───── Entries supplied

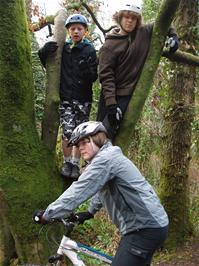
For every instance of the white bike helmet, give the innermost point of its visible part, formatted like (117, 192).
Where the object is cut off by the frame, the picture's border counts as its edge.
(84, 130)
(134, 6)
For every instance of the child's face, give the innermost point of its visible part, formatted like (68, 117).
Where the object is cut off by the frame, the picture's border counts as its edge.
(129, 21)
(76, 32)
(87, 148)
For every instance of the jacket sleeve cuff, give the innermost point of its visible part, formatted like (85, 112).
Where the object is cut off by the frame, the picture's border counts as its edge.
(110, 101)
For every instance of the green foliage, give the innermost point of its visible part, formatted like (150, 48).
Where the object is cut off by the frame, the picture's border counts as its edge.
(150, 8)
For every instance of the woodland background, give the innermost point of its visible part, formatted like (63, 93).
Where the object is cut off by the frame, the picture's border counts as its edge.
(159, 133)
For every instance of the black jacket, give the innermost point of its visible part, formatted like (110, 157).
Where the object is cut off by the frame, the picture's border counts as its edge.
(78, 71)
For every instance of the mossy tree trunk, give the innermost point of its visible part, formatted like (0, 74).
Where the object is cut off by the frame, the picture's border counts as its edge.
(26, 169)
(178, 130)
(50, 122)
(133, 113)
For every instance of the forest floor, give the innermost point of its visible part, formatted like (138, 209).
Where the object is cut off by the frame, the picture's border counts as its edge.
(188, 255)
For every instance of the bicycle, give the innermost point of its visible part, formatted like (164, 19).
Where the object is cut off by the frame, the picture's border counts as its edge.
(71, 249)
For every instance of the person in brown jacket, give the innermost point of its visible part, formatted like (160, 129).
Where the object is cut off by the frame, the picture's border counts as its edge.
(121, 60)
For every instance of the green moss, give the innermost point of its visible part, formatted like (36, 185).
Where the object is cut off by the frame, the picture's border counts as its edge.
(28, 176)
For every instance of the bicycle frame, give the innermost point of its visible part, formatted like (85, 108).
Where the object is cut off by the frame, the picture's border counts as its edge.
(71, 249)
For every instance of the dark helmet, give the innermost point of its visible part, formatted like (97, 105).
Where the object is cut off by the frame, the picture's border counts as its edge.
(76, 18)
(84, 130)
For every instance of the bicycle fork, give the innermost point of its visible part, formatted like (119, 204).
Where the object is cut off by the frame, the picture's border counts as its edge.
(70, 248)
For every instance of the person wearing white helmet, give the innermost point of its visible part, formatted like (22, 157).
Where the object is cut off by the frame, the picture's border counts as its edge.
(112, 181)
(121, 60)
(78, 72)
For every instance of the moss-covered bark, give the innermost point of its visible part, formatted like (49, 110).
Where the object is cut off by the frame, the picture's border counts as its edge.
(50, 122)
(161, 26)
(178, 130)
(26, 169)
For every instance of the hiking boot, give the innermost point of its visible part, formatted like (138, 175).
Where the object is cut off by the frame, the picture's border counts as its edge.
(75, 172)
(67, 169)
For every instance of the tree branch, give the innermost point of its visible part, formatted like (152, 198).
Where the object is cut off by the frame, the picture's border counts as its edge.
(104, 31)
(182, 57)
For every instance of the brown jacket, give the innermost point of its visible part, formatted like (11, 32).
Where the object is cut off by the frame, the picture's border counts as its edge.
(121, 61)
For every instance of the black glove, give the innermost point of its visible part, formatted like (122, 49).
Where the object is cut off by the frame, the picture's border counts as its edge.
(83, 216)
(38, 217)
(172, 43)
(114, 114)
(48, 49)
(83, 64)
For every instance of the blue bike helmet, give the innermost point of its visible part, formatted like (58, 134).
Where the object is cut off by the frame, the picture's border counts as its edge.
(76, 18)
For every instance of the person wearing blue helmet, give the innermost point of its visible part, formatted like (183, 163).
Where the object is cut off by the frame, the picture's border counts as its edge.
(121, 60)
(78, 72)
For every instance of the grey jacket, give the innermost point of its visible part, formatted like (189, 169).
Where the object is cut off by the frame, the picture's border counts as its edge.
(116, 184)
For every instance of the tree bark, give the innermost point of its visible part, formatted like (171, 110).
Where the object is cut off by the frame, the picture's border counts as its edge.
(50, 123)
(26, 169)
(178, 131)
(161, 26)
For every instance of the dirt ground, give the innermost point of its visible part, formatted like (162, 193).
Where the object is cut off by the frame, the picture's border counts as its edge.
(185, 256)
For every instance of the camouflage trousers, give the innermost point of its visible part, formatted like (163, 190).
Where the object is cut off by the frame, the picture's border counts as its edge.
(73, 113)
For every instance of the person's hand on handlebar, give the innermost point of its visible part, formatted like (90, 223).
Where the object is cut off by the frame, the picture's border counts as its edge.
(38, 217)
(81, 217)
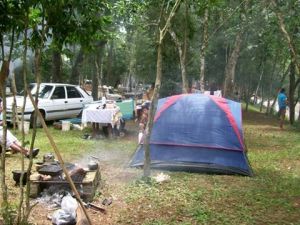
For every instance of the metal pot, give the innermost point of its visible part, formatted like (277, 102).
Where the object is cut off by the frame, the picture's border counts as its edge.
(17, 176)
(49, 157)
(93, 165)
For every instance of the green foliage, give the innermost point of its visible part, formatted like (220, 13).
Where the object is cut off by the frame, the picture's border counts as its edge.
(8, 213)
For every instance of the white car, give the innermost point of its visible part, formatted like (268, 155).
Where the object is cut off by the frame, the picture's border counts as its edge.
(56, 101)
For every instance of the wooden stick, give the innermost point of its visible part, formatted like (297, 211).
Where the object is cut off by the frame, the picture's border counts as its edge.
(60, 159)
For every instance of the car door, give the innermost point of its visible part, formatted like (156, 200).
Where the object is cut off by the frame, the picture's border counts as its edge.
(58, 104)
(75, 101)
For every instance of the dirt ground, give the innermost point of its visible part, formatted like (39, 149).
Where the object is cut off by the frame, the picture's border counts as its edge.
(115, 174)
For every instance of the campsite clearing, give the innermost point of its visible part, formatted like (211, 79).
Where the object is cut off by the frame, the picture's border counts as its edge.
(272, 196)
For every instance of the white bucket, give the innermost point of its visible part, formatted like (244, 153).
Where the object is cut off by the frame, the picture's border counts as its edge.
(66, 125)
(26, 126)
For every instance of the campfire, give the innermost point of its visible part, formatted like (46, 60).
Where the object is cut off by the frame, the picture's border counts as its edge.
(49, 175)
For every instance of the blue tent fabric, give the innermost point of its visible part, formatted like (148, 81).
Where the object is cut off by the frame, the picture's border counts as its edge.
(197, 132)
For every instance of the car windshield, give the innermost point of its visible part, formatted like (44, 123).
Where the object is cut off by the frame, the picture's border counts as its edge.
(44, 92)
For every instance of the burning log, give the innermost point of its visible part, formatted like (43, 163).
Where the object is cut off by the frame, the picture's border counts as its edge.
(81, 220)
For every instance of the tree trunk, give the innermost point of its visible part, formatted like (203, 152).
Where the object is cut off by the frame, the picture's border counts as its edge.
(3, 75)
(96, 76)
(259, 82)
(56, 66)
(281, 82)
(292, 89)
(182, 59)
(153, 105)
(74, 78)
(110, 59)
(262, 100)
(152, 111)
(231, 66)
(203, 51)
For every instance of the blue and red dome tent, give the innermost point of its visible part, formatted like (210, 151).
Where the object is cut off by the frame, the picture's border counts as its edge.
(197, 133)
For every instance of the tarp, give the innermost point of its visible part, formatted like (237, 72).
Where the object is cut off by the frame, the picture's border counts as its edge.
(196, 132)
(127, 108)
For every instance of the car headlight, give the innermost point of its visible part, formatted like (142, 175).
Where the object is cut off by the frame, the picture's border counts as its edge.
(19, 109)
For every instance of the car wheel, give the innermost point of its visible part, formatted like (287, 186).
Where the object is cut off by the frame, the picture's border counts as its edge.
(38, 121)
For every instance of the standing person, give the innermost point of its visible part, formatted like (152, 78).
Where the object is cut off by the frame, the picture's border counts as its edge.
(143, 123)
(282, 103)
(149, 93)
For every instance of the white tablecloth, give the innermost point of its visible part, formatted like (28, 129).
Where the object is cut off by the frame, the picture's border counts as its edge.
(92, 114)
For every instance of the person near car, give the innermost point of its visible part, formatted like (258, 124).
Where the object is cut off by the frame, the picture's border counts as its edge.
(12, 142)
(149, 93)
(143, 123)
(282, 103)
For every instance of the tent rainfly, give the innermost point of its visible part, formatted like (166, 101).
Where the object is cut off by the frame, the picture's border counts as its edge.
(197, 133)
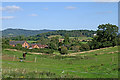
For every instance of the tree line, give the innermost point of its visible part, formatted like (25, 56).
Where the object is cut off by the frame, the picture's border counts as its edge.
(106, 36)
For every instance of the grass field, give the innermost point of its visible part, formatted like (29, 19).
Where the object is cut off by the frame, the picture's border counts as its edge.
(82, 38)
(101, 63)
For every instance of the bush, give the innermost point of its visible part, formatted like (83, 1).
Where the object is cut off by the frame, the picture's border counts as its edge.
(84, 47)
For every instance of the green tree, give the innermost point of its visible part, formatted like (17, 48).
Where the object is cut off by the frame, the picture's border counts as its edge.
(75, 48)
(84, 47)
(107, 32)
(66, 40)
(63, 50)
(106, 36)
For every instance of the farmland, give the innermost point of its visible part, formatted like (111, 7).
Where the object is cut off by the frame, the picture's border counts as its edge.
(100, 63)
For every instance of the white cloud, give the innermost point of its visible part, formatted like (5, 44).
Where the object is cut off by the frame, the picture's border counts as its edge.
(7, 17)
(104, 12)
(45, 8)
(70, 7)
(33, 15)
(106, 0)
(10, 8)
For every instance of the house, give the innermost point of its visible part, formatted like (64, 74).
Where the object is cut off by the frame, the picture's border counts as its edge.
(61, 40)
(38, 46)
(24, 44)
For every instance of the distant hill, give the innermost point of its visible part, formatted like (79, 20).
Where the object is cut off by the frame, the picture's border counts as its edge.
(17, 32)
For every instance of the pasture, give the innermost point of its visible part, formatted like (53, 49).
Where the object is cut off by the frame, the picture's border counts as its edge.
(102, 63)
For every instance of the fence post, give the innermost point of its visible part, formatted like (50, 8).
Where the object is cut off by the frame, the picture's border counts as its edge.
(13, 57)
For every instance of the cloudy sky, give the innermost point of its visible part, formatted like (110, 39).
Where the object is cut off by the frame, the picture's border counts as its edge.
(58, 15)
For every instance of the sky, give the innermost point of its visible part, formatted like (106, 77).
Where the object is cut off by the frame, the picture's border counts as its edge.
(58, 15)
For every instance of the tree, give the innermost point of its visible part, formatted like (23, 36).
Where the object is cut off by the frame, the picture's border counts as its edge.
(66, 40)
(106, 36)
(63, 50)
(84, 47)
(107, 32)
(75, 48)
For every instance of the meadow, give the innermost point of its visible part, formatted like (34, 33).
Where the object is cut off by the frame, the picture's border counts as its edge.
(102, 63)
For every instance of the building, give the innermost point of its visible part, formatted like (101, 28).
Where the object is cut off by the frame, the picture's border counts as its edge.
(24, 44)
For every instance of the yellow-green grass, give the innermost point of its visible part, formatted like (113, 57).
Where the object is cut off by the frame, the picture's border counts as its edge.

──────────

Pull out all lines from the entries above in which the word "bike" appears.

For every instance of the white bike helmet, give the innermost point of its visible part, formatted like (117, 192).
For every instance of the blue bike helmet, give the innermost point of its visible part, formatted like (58, 134).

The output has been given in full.